▸ CONSIGNA A: Indica si cada afirmación coincide con el fragmento sobre el poder de Estados Unidos y apoya cada sí o no con las palabras decisivas del texto, citadas literalmente: (i) Estados Unidos tiene bases militares en 80 países; (ii) Trump pronunció su discurso ante unas 500.000 personas; (iii) del muro en la frontera con México se han construido ocho kilómetros.
▸ CONSIGNA B: Reescribe como lista el párrafo del fragmento sobre el poder de Estados Unidos que empieza con «Tres días después» y conserva sus datos principales.
▸ CONSIGNA C: Escribe la continuación del fragmento sobre el poder de Estados Unidos a partir de su última oración.

▸ EXTRACTO DEL DOCUMENTO:

Y luego está el poder militar. EEUU tiene el 43% de las bombas atómicas, acumula el 40% del gasto en defensa de la Tierra, y posee 800 bases militares en 80 de los 195 países que hay en el mundo. China, Rusia, Francia y Gran Bretaña juntas sólo tienen presencia militar en 33 países.

Después de eso ¿cómo es posible ignorar lo que sucede el martes? Más aún en Europa, un continente cuya configuración actual fue diseñada por Washington, que primero creó la alianza militar más importante del mundo, la OTAN, y después fomentó la integración económica del continente que ha dado pie a la Unión Europea y el euro.

Lo más paradójico es que Estados Unidos se está retirando de ese mundo que él mismo ha creado. Donald Trump lo dejó claro el 20 de enero de 2017, apenas unos minutos después de jurar el cargo de presidente sobre la Biblia en la escalinata del Capitolio. «Hemos defendido las fronteras de otras naciones mientras renunciábamos a defender la nuestra», dijo Trump ante unas 200.000 personas congregadas para la ceremonia. El mensaje del presidente fue inequívoco, y se resumió en una sola frase: «La riqueza de nuestra clase media ha sido saqueada y distribuida por el mundo». El jefe del Estado y del Gobierno de la primera potencia mundial llegaba al cargo con la intención de acabar con el sistema que su propio país había creado para proyectar su poder e influencia en todo el mundo.

Tres días después, el 23 de enero, Trump ponía hechos a esas palabras, y retiraba a Estados Unidos del Acuerdo de Asociación Transpacífica (TPP, según sus siglas en inglés), un gigantesco tratado entre 14 países destinado a replicar en el Pacífico la integración que había unido a América del Norte y a Europa a través del Océano Atlántico tras la Segunda Guerra Mundial. La única diferencia era el rival. En el Atlántico, fue la Unión Soviética. en el pacífico, era la república Popular China, el único país que va a disputar la hegemonía mundial a Estados Unidos. Tras la retirada del TPP, llegó la del Acuerdo de París contra el cambio climático, los aranceles al resto del mundo por el acero y el aluminio, la renegociación de los tratados comerciales con Corea del Sur, México y Canadá, las amenazas (que quedan para un segundo mandato del presidente) a la importación de automóviles de la UE, y el siempre anunciado y nunca materializado muro en la frontera con México, del que sólo se han construido ocho kilómetros.

▸ FRAGMENTOS DE DATOS:

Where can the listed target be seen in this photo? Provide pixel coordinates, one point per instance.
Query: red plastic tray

* * *

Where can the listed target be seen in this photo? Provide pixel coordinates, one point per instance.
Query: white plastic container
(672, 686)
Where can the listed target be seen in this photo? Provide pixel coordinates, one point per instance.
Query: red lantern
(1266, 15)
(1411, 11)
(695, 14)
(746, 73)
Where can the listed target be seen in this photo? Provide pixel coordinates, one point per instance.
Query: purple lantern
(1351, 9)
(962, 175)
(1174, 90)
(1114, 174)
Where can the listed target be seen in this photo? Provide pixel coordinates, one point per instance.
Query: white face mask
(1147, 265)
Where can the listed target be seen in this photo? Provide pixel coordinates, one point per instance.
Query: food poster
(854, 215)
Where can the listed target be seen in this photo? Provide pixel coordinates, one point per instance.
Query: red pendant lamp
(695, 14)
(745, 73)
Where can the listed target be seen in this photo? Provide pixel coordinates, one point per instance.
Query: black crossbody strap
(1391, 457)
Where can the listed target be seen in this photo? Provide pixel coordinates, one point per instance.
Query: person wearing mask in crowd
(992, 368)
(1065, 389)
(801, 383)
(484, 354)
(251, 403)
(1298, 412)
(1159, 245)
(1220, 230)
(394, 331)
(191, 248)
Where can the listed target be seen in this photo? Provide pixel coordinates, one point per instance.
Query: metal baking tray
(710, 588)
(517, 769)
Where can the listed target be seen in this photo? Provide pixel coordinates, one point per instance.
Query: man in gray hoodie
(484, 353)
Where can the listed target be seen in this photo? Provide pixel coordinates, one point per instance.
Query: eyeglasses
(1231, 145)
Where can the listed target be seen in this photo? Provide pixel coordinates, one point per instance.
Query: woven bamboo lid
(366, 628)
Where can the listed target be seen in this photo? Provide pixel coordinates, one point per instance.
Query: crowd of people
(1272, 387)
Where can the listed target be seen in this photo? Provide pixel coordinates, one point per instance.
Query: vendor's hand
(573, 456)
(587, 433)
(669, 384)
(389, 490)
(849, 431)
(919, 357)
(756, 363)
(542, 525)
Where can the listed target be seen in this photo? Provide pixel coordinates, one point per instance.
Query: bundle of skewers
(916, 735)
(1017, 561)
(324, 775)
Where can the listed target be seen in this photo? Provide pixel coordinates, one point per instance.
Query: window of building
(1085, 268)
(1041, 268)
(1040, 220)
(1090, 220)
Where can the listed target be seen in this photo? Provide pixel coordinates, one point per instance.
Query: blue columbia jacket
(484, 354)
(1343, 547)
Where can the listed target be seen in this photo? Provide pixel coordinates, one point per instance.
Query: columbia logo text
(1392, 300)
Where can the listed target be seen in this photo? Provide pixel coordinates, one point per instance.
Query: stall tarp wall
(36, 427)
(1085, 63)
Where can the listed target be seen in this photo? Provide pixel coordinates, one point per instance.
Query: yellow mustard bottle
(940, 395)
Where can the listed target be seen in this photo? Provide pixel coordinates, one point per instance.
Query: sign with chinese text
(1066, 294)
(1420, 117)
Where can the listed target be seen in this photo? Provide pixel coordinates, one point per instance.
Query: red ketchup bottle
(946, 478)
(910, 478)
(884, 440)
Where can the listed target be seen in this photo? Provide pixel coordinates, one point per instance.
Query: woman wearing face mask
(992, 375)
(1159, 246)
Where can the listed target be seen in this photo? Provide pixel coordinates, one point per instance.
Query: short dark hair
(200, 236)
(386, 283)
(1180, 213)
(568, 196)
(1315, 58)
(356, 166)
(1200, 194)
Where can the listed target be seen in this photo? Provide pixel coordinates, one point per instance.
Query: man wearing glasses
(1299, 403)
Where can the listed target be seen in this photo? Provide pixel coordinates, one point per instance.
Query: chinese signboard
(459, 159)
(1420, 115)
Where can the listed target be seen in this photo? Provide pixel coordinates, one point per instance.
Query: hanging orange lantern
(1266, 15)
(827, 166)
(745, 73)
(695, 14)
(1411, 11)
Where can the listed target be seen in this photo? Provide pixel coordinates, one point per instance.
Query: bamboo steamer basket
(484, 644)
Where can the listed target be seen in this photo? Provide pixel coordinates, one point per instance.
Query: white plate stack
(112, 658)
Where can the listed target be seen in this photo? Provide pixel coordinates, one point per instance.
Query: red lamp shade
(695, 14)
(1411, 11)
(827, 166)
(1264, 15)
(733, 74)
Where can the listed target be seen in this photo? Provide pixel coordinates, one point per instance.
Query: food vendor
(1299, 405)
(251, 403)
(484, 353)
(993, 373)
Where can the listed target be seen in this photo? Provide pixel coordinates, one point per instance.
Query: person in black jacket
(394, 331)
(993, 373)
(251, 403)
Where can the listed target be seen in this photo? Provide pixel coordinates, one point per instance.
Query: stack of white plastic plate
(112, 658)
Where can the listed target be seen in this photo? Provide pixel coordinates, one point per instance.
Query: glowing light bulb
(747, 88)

▸ RESPUESTA A:
(i) Sí: «posee 800 bases militares en 80 de los 195 países que hay en el mundo».
(ii) No: «dijo Trump ante unas 200.000 personas congregadas para la ceremonia».
(iii) Sí: «del que sólo se han construido ocho kilómetros».

▸ RESPUESTA B:
- El 23 de enero, Trump retiró a Estados Unidos del Acuerdo de Asociación Transpacífica (TPP). Era un tratado entre 14 países que buscaba replicar en el Pacífico la integración que unió a América del Norte y Europa tras la Segunda Guerra Mundial.
- La única diferencia era el rival: en el Atlántico fue la Unión Soviética y en el Pacífico era China, el único país que va a disputar la hegemonía mundial a Estados Unidos.
- Después llegaron:
  - la retirada del Acuerdo de París contra el cambio climático;
  - los aranceles al resto del mundo por el acero y el aluminio;
  - la renegociación de los tratados comerciales con Corea del Sur, México y Canadá;
  - las amenazas a la importación de automóviles de la UE, que quedan para un segundo mandato;
  - el muro en la frontera con México, siempre anunciado y nunca materializado, del que solo se han construido ocho kilómetros.

▸ RESPUESTA C:
Humillaciones a homólogos

Pero lo que más ha cambiado ha sido la retórica. El presidente ve un mundo de rivales. Su filosofía política es un espacio en blanco que se puede rellenar con el nombre de cualquier país más las palabras «nos roba». ¿La OTAN? Una estafa para Estados Unidos. ¿La Unión Europea? Una amenaza comercial para Estados Unidos. ¿La ONU? Una vergüenza. Como él mismo declara en el último libro del periodista Bob Woodward, ‘Rabia’, que sale a la venta en España el jueves, Trump se lleva mejor con los dictadores que con los líderes democráticos.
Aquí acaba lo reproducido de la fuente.